• _YANG DIMINTA_:
Salin ulang kata demi kata seluruh teks tentang keputusan tarif cukai rokok tahun 2026 di bawah ini.
---------- KUTIPAN TERPILIH
Kementerian Perindustrian (Kemenperin) menyambut positif keputusan Menteri Keuangan, Purbaya Yudhi Sadewa yang tidak menaikkan tarif cukai rokok pada tahun 2026. Keputusan ini diambil Purbaya usai bertemu dengan para pelaku industri rokok.
Meski tarif cukai rokok tidak naik, Wakil Menteri Perindustrian (Wamenperin) Faisol Riza tetap berharap kebijakan di Industri Hasil Tembakau (IHT) ke depannya tetap disusun secara komprehensif. Salah satunya menyangkut penindakan terhadap peredaran rokok ilegal yang kian masif.
"Menteri Keuangan dengan cukup menggembirakan menyatakan bahwa cukai tidak akan dinaikkan. Kami mengharapkan kebijakan IHT ke depan dapat dipertimbangkan lebih komprehensif dari aspek kesehatan maupun ekonomi, terutama peredaran rokok ilegal yang semakin masif perlu mendapatkan perhatian dari kita," ujarnya dalam Diskusi Forwin di Hotel Bidakara, Jakarta, Senin (29/9/2025).
--------------------
---------- INFORMASI YANG DIBERIKAN
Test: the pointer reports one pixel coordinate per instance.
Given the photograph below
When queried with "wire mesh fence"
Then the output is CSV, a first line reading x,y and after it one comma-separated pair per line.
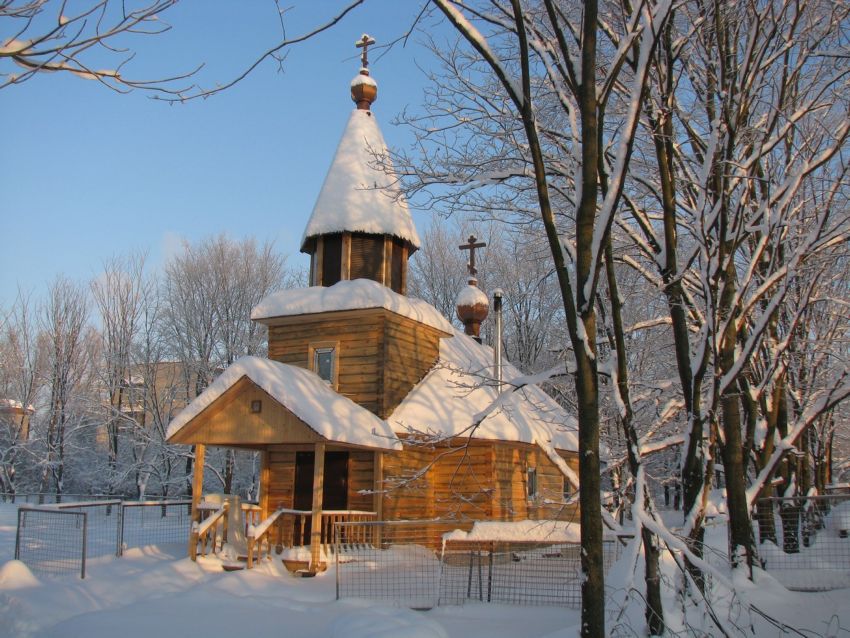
x,y
410,564
154,523
52,542
59,539
103,525
391,560
804,542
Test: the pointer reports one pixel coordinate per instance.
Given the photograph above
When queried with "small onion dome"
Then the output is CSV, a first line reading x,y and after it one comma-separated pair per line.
x,y
364,90
472,308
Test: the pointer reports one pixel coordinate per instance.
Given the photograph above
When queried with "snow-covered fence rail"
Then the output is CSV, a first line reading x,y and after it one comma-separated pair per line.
x,y
515,572
59,539
50,498
391,560
410,563
154,523
804,542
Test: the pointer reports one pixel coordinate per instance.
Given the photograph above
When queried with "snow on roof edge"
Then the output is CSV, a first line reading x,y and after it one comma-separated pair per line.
x,y
356,294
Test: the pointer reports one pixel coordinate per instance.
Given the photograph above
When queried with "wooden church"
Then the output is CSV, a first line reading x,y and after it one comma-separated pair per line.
x,y
371,401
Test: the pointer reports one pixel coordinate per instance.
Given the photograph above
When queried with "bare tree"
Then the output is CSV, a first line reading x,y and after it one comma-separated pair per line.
x,y
63,321
118,294
21,362
209,291
46,36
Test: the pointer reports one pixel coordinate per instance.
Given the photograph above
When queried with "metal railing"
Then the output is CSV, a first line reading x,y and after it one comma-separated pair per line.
x,y
51,541
804,542
59,539
50,498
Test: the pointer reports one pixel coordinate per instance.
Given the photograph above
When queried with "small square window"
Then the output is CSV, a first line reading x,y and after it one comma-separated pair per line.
x,y
531,483
323,363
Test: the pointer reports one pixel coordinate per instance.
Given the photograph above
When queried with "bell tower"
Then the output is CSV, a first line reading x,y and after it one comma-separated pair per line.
x,y
360,227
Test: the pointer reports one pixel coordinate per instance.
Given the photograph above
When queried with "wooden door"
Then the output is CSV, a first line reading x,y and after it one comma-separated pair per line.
x,y
335,489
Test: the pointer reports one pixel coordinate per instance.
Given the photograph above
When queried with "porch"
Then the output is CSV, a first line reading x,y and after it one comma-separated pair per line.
x,y
299,484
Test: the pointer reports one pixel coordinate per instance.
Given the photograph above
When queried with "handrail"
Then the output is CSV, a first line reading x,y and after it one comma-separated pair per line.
x,y
259,535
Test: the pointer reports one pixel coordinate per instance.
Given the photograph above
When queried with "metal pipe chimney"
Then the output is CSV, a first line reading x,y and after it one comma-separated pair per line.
x,y
497,348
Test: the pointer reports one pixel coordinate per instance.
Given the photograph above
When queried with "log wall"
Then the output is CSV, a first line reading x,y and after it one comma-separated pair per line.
x,y
380,355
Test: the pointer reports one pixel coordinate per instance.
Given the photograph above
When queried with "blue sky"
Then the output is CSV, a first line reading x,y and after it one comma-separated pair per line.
x,y
86,173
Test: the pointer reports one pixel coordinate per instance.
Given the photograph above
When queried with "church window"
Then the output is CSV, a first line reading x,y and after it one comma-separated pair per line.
x,y
396,275
367,257
324,363
331,259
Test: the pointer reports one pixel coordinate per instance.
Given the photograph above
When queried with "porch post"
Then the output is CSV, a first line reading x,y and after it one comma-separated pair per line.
x,y
197,490
316,521
263,489
378,496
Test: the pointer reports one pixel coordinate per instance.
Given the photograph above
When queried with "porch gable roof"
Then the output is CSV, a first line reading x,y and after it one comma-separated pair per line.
x,y
308,410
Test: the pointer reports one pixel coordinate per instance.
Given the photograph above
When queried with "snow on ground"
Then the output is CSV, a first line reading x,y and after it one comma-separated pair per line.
x,y
155,591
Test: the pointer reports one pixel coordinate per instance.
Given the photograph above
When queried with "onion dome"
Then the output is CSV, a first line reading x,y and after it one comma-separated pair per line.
x,y
360,227
472,308
364,90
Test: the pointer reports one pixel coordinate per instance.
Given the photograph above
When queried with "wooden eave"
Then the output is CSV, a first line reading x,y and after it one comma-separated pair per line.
x,y
229,422
342,316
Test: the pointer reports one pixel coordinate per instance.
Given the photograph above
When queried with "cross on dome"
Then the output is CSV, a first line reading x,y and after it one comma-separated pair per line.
x,y
363,43
471,246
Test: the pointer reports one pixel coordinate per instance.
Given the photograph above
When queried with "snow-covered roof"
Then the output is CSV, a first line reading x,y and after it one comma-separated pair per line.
x,y
356,294
451,396
303,393
471,296
357,196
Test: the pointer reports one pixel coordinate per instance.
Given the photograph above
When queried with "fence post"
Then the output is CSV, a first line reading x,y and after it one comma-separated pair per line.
x,y
119,541
21,514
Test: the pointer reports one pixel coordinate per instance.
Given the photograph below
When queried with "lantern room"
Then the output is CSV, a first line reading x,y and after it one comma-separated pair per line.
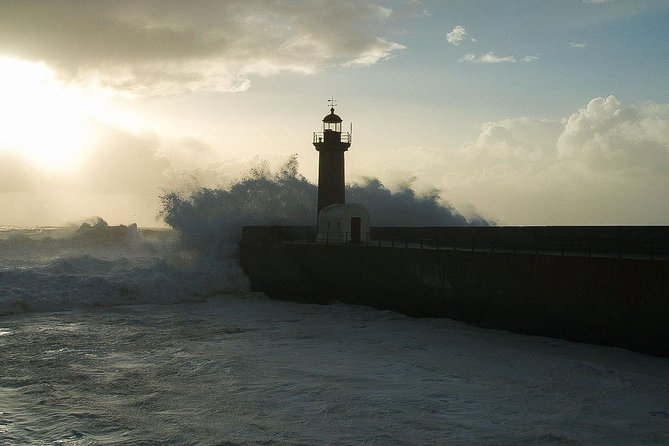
--------------------
• _HASIL TUGAS_:
Kementerian Perindustrian (Kemenperin) menyambut positif keputusan Menteri Keuangan, Purbaya Yudhi Sadewa yang tidak menaikkan tarif cukai rokok pada tahun 2026. Keputusan ini diambil Purbaya usai bertemu dengan para pelaku industri rokok.
Meski tarif cukai rokok tidak naik, Wakil Menteri Perindustrian (Wamenperin) Faisol Riza tetap berharap kebijakan di Industri Hasil Tembakau (IHT) ke depannya tetap disusun secara komprehensif. Salah satunya menyangkut penindakan terhadap peredaran rokok ilegal yang kian masif.
"Menteri Keuangan dengan cukup menggembirakan menyatakan bahwa cukai tidak akan dinaikkan. Kami mengharapkan kebijakan IHT ke depan dapat dipertimbangkan lebih komprehensif dari aspek kesehatan maupun ekonomi, terutama peredaran rokok ilegal yang semakin masif perlu mendapatkan perhatian dari kita," ujarnya dalam Diskusi Forwin di Hotel Bidakara, Jakarta, Senin (29/9/2025).